[Records from a collection]
+ + + + +
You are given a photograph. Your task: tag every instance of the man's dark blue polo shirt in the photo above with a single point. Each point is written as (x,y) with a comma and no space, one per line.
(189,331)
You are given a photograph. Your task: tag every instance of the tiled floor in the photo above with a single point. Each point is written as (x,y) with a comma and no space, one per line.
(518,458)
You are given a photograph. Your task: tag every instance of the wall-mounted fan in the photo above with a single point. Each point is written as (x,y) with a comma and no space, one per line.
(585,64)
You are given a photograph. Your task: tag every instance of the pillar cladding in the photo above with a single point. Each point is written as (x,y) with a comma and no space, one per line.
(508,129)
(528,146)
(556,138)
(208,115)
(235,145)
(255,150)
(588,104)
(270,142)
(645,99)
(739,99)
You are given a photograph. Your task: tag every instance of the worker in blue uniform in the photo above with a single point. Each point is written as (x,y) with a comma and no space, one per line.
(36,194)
+ + + + +
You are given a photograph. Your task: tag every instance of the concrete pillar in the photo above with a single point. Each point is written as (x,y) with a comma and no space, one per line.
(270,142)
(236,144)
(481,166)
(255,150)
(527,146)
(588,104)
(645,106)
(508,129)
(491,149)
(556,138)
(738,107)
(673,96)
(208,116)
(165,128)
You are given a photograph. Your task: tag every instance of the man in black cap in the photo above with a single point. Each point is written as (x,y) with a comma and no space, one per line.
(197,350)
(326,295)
+ + + + +
- What you should do -
Please pick out and copy each line of the records above that contains the word "blue". Case counts.

- Response to the task -
You are given a photograph. Your task: tag every instance of the man's dark blue polo shirt in the photo above with a single point. Each point is written as (x,y) with a comma and no space, one per line.
You are given a photograph. Your task: tag every instance of the worker in blue uniform in the photo above with a single point. Each point is written as (x,y) with a comma and no space, one per line.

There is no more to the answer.